* _AIM_
Rewrite the lines of every entry below as a numbered list, leaving out any blank lines.

* _RECORDS SUPPLIED_
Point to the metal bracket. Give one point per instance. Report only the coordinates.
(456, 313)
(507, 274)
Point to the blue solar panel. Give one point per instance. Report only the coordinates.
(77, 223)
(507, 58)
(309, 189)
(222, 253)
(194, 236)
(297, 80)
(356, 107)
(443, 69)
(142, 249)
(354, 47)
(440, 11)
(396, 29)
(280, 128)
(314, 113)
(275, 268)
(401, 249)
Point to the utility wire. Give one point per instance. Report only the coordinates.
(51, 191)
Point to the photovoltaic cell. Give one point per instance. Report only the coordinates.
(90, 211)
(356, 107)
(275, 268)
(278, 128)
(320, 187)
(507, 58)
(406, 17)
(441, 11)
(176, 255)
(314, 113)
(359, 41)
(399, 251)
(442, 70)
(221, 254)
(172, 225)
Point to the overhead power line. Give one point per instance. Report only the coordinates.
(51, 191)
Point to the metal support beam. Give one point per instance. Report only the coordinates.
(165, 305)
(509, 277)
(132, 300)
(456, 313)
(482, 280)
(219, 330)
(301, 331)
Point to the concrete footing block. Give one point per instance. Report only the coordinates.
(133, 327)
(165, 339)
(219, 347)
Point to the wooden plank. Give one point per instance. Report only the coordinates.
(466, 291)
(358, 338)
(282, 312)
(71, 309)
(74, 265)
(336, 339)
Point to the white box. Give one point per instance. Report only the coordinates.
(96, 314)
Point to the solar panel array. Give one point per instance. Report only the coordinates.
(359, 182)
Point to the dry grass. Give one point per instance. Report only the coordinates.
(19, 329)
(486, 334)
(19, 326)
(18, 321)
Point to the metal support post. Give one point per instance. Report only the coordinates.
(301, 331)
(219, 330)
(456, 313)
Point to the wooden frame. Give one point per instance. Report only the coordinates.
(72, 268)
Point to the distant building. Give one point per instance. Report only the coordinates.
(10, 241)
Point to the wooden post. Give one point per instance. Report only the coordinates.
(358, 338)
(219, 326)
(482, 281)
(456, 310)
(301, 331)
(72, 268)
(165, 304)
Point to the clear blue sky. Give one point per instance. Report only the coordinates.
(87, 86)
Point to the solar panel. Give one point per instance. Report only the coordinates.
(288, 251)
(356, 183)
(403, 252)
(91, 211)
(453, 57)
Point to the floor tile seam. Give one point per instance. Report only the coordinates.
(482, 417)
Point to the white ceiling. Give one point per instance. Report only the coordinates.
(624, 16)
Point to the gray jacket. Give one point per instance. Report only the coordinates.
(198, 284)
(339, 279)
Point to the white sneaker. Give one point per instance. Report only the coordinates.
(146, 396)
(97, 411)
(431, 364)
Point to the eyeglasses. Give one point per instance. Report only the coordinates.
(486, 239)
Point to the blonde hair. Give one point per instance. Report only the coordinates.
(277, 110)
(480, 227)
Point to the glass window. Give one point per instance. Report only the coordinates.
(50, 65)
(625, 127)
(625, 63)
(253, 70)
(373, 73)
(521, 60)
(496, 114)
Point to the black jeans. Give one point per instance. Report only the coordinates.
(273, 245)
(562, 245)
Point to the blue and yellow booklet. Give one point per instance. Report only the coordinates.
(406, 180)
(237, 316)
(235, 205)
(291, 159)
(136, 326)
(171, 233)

* _FINAL ANSWER_
1. Point to the metal bracket. Give one point per instance. Report only the coordinates.
2. (456, 313)
3. (507, 274)
4. Point to the blue solar panel. Give one point per instance. Report only the coordinates.
5. (77, 223)
6. (507, 58)
7. (309, 189)
8. (222, 253)
9. (194, 236)
10. (297, 80)
11. (356, 107)
12. (443, 69)
13. (142, 249)
14. (354, 47)
15. (440, 11)
16. (396, 29)
17. (280, 128)
18. (314, 113)
19. (275, 268)
20. (401, 249)
21. Point to the utility wire. Give one point per instance. Report only the coordinates.
22. (51, 191)
23. Point to the photovoltaic cell. Give one point per instance. Report only the coordinates.
24. (90, 211)
25. (356, 107)
26. (275, 268)
27. (278, 128)
28. (320, 187)
29. (507, 58)
30. (406, 17)
31. (441, 11)
32. (176, 255)
33. (314, 113)
34. (359, 41)
35. (399, 251)
36. (442, 70)
37. (221, 254)
38. (172, 225)
39. Point to the overhead power line. Give one point per instance. Report only the coordinates.
40. (51, 191)
41. Point to the metal support beam. Give one point per instance. Report only the coordinates.
42. (165, 305)
43. (509, 277)
44. (132, 300)
45. (456, 313)
46. (482, 280)
47. (219, 330)
48. (301, 331)
49. Point to the concrete footing block. Give one point per instance. Report only the coordinates.
50. (133, 327)
51. (165, 339)
52. (219, 347)
53. Point to the wooden plank. Give one point per instance. Report only the coordinates.
54. (466, 291)
55. (358, 338)
56. (282, 312)
57. (71, 309)
58. (74, 265)
59. (336, 339)
60. Point to the white box. Give one point per instance. Report only the coordinates.
61. (96, 314)
62. Point to the solar panel array. Give one point per instance. Report only the coordinates.
63. (359, 182)
64. Point to the dry grass. Give one point per instance. Report only the coordinates.
65. (19, 329)
66. (486, 334)
67. (19, 326)
68. (18, 321)
69. Point to the metal support post. Give one point per instance. Report only the coordinates.
70. (301, 331)
71. (219, 330)
72. (456, 313)
73. Point to the wooden frame. Give one point per instance. Report only the coordinates.
74. (72, 268)
75. Point to the distant building. Give one point per instance. Report only the coordinates.
76. (10, 241)
77. Point to the wooden post. Give one point per instance. Report only the coordinates.
78. (358, 338)
79. (219, 326)
80. (482, 281)
81. (456, 310)
82. (301, 331)
83. (72, 268)
84. (165, 304)
85. Point to the clear blue sky. Give one point per instance. Report only the coordinates.
86. (87, 86)
87. Point to the solar panel. Give one point per instance. Report only the coordinates.
88. (288, 251)
89. (356, 183)
90. (403, 252)
91. (91, 211)
92. (453, 57)
93. Point to the floor tile seam. Give one point per instance. Report only the coordinates.
94. (482, 417)
95. Point to the white ceiling. Give one point per instance. Report only the coordinates.
96. (624, 16)
97. Point to the gray jacket. Give one point per instance. Report only the coordinates.
98. (198, 284)
99. (339, 279)
100. Point to the white sneaker. Give one point per instance. Report only the coordinates.
101. (146, 396)
102. (97, 411)
103. (431, 364)
104. Point to the eyeglasses. Give one point per instance. Report only the coordinates.
105. (486, 239)
106. Point to the blonde hair. Give one point per instance. Report only the coordinates.
107. (277, 110)
108. (480, 227)
109. Point to the glass window. Give one point per instance. Report only the coordinates.
110. (50, 65)
111. (625, 127)
112. (625, 63)
113. (253, 70)
114. (373, 73)
115. (521, 60)
116. (496, 114)
117. Point to the black jeans. Give one point per instance. Report only the coordinates.
118. (273, 245)
119. (562, 245)
120. Point to the blue and yellow booklet. Give one point per instance. Report only the coordinates.
121. (406, 180)
122. (237, 316)
123. (235, 205)
124. (291, 159)
125. (136, 326)
126. (171, 233)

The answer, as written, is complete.